**TEXTO EXTRAÍDO**

※

Criança era mantida amarrada

Na decisão, o juiz Fonseca afirmou que Lilian “tinha conhecimento das torturas cometidas pelo companheiro e nada fazia, inclusive amarrou a própria filha, o que restou nas lesões nos punhos e mãos”. A mulher também teria se omitido “quanto à brutalidade com a qual o companheiro tratava Mirella, que culminou na morte da filha”.

“Quanto às circunstâncias do delito, acima do tolerável, pois a forma da tortura denota a prática de diversos atos desumanos, a exemplo, manter a filha amarrada, com cordas nos pulsos, devendo, portanto, ser valorado negativamente; consequências do crime são graves, diante das intensas lesões, consistentes em hematomas, lesões, luxações, queimaduras e escabiose (sarna), somado ao óbito da vítima em razão da omissão e tolerância da ré em manter relacionamento com pessoa que agredia sua filha a ponto de matá-la.”

Ao longo da investigação, a Polícia Civil afirmou que testemunhas relataram terem visto Mirella com as mãos amarradas dentro de casa, o que seria de ciência do padrasto e da mãe. A uma dessas pessoas, Lilian teria dito que a criança se mexia muito a noite, e por isso a amarrava.

Recusa em tomar banho frio motivou início dos golpes

Em relação ao padrasto, o magistrado entendeu que ficou comprovado que o homem submetia a menina a tortura “por período prolongado, inflingindo-lhe castigos de forma brutal e imoderada, o que indica o sobejo de culpa nos atos praticados”.

Ainda segundo o processo, as agressões que levaram a menina à morte naquele 31 de maio começaram porque a criança não queria tomar banho frio, já que o chuveiro estava com a resistência queimada.

※

**DADOS GUARDADOS**
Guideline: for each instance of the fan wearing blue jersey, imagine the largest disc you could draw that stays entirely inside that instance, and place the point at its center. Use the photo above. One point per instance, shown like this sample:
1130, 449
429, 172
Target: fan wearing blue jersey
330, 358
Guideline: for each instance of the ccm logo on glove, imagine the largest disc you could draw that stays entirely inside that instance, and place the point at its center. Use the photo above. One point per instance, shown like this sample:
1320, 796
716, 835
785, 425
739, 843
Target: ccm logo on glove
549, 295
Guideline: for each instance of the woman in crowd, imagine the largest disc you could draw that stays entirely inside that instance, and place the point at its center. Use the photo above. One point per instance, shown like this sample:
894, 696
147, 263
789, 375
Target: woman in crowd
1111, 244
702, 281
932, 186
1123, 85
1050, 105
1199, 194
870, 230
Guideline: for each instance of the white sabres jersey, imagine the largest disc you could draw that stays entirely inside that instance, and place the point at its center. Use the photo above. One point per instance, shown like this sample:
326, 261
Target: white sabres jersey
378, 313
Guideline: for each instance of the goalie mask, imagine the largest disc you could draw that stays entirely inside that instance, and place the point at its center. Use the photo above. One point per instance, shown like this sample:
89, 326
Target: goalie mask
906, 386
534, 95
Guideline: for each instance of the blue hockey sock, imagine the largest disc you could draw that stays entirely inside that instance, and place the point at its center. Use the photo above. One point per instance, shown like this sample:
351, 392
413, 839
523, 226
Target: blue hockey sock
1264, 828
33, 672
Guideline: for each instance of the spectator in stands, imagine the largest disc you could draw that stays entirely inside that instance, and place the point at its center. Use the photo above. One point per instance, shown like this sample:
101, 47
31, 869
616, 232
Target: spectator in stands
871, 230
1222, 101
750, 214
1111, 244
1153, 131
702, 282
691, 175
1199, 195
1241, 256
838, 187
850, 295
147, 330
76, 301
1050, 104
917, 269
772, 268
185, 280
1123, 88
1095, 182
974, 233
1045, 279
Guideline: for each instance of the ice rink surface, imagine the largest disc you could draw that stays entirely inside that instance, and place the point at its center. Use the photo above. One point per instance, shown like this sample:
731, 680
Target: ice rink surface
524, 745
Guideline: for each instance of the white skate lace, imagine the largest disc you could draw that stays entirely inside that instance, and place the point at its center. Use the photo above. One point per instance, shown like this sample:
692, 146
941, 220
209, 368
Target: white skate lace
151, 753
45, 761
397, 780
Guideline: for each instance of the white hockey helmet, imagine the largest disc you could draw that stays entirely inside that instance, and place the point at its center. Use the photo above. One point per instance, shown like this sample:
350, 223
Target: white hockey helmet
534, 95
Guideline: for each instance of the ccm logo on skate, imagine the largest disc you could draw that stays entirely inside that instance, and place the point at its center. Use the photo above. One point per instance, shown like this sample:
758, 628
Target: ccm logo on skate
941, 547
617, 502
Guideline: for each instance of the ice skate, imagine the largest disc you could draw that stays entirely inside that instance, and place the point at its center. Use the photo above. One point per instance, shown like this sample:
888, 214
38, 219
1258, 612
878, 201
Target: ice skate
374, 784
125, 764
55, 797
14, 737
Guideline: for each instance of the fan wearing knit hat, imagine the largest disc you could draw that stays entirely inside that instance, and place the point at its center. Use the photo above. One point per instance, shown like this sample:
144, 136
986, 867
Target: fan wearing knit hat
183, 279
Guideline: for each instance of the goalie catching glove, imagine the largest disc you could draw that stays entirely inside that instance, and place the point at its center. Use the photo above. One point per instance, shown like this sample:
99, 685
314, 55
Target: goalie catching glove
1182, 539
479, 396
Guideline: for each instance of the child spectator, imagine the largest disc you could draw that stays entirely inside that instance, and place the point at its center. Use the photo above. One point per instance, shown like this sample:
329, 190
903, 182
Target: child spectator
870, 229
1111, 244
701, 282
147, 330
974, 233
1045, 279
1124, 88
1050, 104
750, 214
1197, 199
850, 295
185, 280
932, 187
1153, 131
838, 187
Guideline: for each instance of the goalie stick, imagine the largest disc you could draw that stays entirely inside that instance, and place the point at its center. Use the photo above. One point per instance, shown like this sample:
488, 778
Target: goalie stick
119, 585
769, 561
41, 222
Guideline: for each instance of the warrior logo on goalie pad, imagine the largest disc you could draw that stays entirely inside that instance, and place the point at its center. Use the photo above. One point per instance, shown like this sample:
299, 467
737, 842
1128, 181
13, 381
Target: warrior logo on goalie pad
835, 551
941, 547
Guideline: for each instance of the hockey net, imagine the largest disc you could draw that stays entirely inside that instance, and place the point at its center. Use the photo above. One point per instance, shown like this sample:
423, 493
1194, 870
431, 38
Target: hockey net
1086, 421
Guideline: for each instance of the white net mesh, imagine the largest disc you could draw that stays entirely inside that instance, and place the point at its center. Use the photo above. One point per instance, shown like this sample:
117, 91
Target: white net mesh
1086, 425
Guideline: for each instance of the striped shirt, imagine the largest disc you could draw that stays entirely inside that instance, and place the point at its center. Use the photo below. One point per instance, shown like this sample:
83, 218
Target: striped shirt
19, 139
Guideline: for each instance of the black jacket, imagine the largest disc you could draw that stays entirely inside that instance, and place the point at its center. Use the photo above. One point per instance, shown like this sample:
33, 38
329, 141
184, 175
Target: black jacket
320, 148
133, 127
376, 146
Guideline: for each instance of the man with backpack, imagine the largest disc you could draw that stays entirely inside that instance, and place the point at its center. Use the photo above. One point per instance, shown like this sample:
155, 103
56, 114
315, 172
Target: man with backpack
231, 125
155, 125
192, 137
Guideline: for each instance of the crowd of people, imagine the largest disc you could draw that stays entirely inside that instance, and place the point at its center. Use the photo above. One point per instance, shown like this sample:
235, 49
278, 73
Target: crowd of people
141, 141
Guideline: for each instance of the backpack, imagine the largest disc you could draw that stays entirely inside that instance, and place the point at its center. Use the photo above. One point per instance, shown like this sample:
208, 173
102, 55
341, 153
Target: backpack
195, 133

※

**SOBRE A TAREFA**
Repita fielmente o trecho do texto extraído a partir das palavras "Ao longo da", parando logo depois de "a resistência queimada.". Os itens são um material à parte, independente do texto extraído.

**RESPOSTA ESCRITA**
Ao longo da investigação, a Polícia Civil afirmou que testemunhas relataram terem visto Mirella com as mãos amarradas dentro de casa, o que seria de ciência do padrasto e da mãe. A uma dessas pessoas, Lilian teria dito que a criança se mexia muito a noite, e por isso a amarrava.

Recusa em tomar banho frio motivou início dos golpes

Em relação ao padrasto, o magistrado entendeu que ficou comprovado que o homem submetia a menina a tortura “por período prolongado, inflingindo-lhe castigos de forma brutal e imoderada, o que indica o sobejo de culpa nos atos praticados”.

Ainda segundo o processo, as agressões que levaram a menina à morte naquele 31 de maio começaram porque a criança não queria tomar banho frio, já que o chuveiro estava com a resistência queimada.